Extrait fourni:
==================================================

Les soulagements politiques de l’angoisse
21Dans ses Cahiers de prison, Gramsci se demande pourquoi les fascistes ont raflé la mise. Une des réponses que nous pensons pouvoir donner, c’est que la brusque ré-aperception de l’anarchie du réel, de son in-signifiance radicale, est l’occasion d’un déchaînement d’angoisse atroce. En temps ordinaire, l’anarchie et son angoisse sont tenues en lisière par des constructions de sens socialement validées. Mais l’angoisse revient lorsque ces digues de la signification sociale viennent à céder. Or, Lacan y a insisté, l’angoisse est un sentiment incroyablement contagieux, et l’angoisse panique de chacun des membres d’un corps social, par induction mimétique, se transforme inéluctablement en un affect d’une force incontrôlable.

==================================================

Données enregistrées:
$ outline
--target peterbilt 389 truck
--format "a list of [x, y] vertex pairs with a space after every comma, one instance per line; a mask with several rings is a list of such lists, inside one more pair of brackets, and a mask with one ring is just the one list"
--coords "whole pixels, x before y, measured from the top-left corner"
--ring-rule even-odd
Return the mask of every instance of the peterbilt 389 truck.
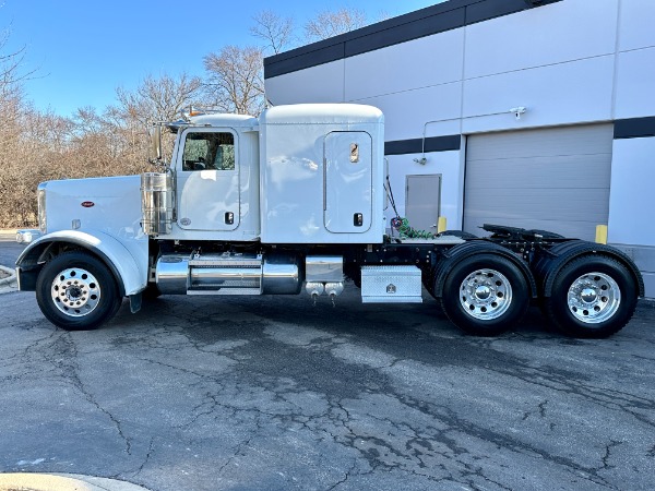
[[158, 295], [334, 299], [348, 280], [368, 303], [421, 302], [427, 290], [474, 335], [512, 327], [533, 302], [568, 335], [606, 337], [643, 296], [632, 261], [600, 243], [498, 225], [484, 238], [400, 233], [385, 218], [377, 108], [190, 115], [153, 130], [157, 171], [38, 187], [41, 235], [16, 272], [57, 326], [98, 327], [126, 297], [132, 312]]

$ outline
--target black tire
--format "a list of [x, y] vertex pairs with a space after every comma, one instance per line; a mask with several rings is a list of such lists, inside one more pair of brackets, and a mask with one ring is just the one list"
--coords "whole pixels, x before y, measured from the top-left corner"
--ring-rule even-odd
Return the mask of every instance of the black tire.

==================================================

Consigne: Indiquez si chacune des affirmations suivantes concorde avec l’extrait fourni, en répondant par oui ou par non et en citant à l’identique les mots décisifs de l’extrait : (a) en temps ordinaire, l’angoisse est contenue par des constructions de sens socialement validées ; (b) d’après Lacan, l’angoisse se transmet difficilement d’une personne à l’autre ; (c) c’est dans ses Cahiers de prison que Gramsci s’interroge sur le succès des fascistes.

Réponse rédigée:
(a) Oui : « En temps ordinaire, l’anarchie et son angoisse sont tenues en lisière par des constructions de sens socialement validées. »
(b) Non : « l’angoisse est un sentiment incroyablement contagieux ».
(c) Oui : « Dans ses Cahiers de prison, Gramsci se demande pourquoi les fascistes ont raflé la mise. »